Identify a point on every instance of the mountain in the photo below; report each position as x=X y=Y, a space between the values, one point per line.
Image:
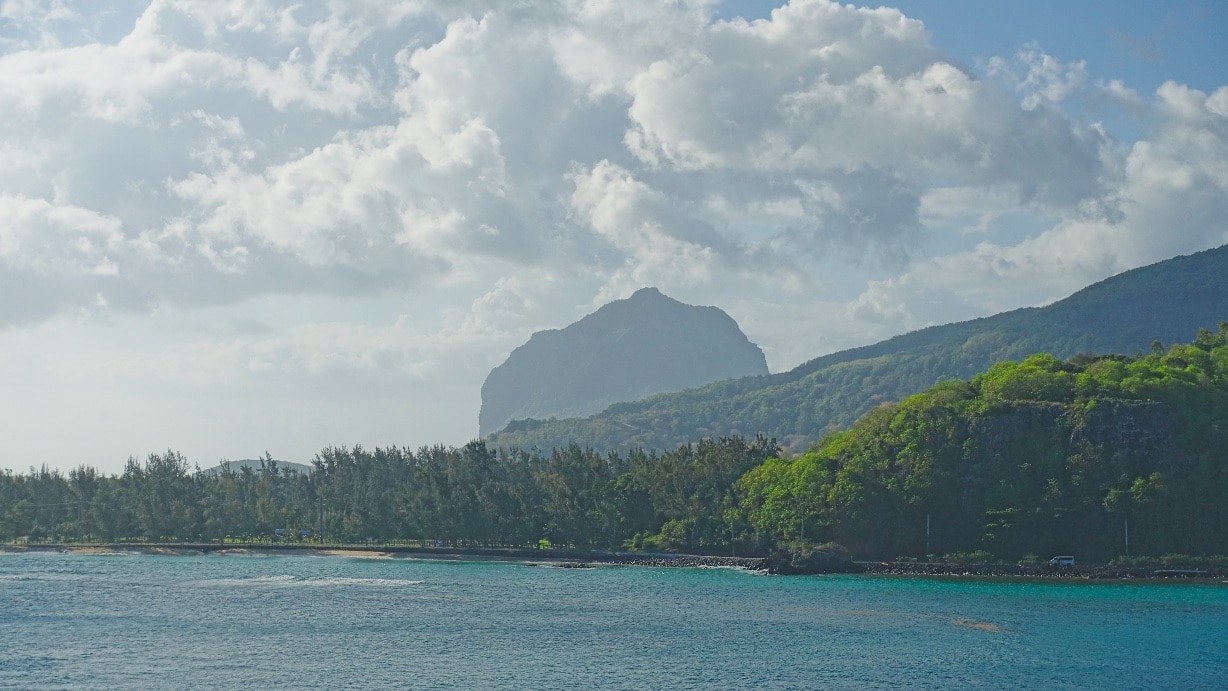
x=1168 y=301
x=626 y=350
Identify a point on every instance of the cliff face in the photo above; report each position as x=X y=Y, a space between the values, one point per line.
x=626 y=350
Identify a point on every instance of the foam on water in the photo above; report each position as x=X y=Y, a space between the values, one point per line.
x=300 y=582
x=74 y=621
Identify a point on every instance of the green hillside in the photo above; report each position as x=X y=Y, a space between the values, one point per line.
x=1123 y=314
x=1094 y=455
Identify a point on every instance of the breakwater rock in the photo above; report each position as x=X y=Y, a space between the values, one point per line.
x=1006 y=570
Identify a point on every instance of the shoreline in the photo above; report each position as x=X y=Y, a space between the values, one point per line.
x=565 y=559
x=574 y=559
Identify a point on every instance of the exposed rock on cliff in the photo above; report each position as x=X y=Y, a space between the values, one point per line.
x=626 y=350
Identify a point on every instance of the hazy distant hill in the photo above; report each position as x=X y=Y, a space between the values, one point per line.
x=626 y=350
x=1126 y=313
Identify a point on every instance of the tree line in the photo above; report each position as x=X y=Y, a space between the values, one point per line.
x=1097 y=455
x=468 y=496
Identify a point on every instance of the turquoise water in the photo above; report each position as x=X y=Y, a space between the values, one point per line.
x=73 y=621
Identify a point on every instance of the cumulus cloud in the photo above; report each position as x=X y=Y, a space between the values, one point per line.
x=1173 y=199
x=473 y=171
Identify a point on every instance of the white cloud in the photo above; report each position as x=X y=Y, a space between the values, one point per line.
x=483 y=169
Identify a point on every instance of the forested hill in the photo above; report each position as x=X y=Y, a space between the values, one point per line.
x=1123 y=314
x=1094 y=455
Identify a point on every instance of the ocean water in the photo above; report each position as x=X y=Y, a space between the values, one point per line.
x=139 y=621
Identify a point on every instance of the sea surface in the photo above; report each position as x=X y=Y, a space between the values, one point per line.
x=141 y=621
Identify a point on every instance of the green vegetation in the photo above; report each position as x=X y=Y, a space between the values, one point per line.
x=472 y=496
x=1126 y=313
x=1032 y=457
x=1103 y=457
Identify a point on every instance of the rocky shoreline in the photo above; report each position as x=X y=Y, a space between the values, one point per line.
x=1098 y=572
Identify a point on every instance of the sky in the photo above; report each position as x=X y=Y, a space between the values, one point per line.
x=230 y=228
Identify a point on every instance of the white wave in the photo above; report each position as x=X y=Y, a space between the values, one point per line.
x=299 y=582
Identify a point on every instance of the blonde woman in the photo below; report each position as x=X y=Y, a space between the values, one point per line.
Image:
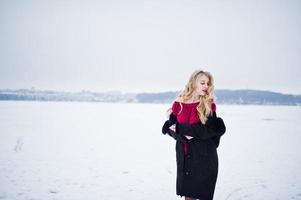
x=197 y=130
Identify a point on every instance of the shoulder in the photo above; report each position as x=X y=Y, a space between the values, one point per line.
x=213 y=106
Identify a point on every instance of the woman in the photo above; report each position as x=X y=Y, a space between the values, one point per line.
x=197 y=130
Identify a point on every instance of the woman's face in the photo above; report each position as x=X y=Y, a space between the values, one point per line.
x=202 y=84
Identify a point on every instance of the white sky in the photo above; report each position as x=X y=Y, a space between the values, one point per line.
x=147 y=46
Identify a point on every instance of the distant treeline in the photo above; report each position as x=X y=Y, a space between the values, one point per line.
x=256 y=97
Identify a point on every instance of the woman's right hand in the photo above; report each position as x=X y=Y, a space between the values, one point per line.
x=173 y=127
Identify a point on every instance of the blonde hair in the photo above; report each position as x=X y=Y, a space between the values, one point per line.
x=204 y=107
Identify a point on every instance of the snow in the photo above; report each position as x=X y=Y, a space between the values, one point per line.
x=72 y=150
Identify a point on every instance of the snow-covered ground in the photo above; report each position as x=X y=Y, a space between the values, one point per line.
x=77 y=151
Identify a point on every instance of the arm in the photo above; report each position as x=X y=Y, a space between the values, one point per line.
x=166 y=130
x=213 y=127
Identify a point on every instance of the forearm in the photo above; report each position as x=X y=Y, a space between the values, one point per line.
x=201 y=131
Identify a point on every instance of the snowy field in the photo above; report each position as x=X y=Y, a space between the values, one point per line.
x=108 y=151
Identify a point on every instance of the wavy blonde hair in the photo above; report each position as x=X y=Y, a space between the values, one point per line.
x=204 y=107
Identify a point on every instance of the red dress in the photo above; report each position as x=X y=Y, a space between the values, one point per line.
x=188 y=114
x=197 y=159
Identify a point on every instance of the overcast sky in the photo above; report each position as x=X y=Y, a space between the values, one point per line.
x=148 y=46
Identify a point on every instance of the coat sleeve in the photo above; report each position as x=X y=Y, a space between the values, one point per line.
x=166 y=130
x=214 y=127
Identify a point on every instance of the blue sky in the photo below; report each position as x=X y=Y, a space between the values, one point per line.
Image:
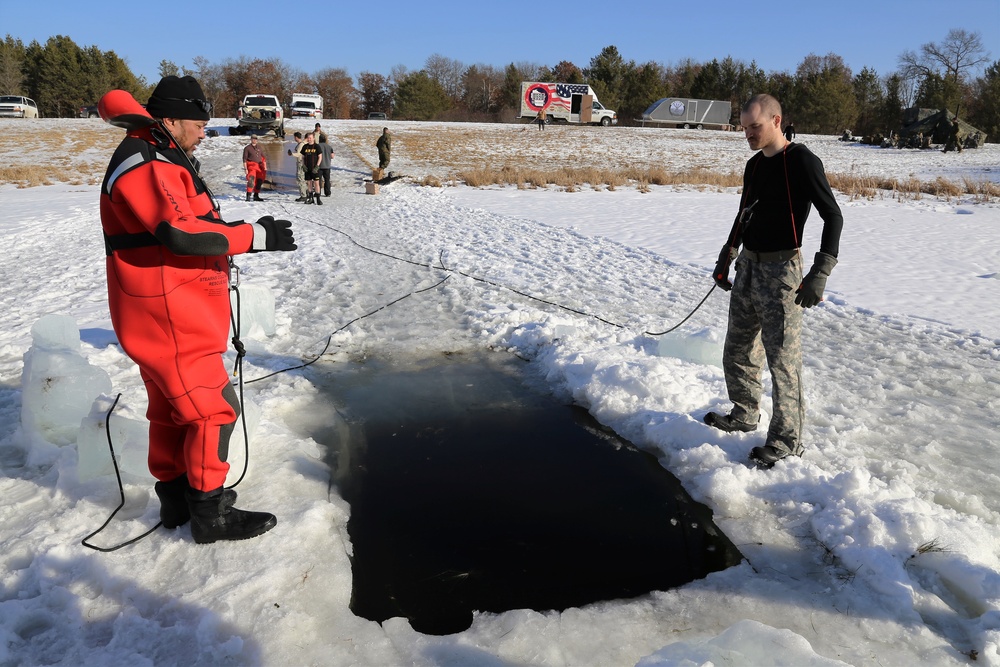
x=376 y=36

════════════════

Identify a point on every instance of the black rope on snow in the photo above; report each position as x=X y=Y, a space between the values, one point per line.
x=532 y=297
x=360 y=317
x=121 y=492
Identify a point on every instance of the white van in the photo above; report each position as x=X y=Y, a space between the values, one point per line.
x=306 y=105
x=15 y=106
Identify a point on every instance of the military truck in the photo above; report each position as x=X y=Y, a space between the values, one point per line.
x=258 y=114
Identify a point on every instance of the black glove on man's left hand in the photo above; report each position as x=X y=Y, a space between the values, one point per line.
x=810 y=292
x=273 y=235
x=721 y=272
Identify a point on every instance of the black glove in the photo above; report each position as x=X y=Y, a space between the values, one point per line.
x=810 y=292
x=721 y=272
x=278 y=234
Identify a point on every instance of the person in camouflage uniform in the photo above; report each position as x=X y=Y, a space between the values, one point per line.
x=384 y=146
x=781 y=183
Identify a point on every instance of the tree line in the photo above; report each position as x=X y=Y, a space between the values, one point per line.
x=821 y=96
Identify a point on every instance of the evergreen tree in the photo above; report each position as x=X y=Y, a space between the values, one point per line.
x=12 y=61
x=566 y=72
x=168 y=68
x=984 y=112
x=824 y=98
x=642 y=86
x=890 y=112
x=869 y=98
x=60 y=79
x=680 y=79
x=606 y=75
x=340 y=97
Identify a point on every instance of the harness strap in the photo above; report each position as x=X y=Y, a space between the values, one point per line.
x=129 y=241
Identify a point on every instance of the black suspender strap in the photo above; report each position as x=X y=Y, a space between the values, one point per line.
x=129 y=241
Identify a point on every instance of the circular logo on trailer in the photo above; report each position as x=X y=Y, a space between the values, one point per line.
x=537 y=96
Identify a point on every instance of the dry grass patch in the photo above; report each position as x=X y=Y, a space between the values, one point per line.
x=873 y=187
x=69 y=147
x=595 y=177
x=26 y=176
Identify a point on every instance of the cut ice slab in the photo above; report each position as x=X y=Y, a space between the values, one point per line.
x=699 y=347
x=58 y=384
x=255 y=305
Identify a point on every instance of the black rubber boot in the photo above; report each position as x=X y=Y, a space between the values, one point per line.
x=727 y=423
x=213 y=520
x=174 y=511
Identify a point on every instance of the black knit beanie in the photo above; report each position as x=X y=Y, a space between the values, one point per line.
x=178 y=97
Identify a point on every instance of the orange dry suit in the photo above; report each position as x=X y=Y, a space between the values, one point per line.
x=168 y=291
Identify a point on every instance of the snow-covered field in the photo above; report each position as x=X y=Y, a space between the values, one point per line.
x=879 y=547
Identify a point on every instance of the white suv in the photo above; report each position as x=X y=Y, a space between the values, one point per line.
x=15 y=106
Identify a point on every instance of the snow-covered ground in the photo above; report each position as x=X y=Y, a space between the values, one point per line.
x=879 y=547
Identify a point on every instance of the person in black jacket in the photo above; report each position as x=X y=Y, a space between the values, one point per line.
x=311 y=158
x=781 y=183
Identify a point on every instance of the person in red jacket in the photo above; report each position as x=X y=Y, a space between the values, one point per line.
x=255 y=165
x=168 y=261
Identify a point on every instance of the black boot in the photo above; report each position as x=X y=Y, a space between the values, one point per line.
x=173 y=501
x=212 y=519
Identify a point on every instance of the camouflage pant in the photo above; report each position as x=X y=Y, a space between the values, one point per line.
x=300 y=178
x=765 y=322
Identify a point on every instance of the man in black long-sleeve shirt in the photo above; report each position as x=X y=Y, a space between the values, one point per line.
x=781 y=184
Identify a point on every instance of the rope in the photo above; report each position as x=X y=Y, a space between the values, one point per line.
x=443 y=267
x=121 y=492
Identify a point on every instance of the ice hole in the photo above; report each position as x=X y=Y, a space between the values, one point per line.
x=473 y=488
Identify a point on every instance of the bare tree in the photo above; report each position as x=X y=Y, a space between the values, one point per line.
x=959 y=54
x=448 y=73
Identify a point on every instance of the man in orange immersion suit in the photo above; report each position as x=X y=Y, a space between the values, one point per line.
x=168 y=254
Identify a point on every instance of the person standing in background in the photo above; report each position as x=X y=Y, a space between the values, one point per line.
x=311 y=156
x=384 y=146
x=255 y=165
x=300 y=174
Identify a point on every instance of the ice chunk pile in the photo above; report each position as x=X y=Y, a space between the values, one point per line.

════════════════

*TASK STATEMENT:* Which lines in the listing contain the word "orange"? Pull out each of those lines in full, counting a match only where the case is the same.

*EXERCISE SOLUTION:*
Identify a point on every instance of the orange dry suit in the photo above; report each position as x=X y=Y, a space between the values, one point per line.
Identify a point on every instance of the man in orange immersion suit in the photo above; report each position as x=X y=Y, a space between the values, one point per line.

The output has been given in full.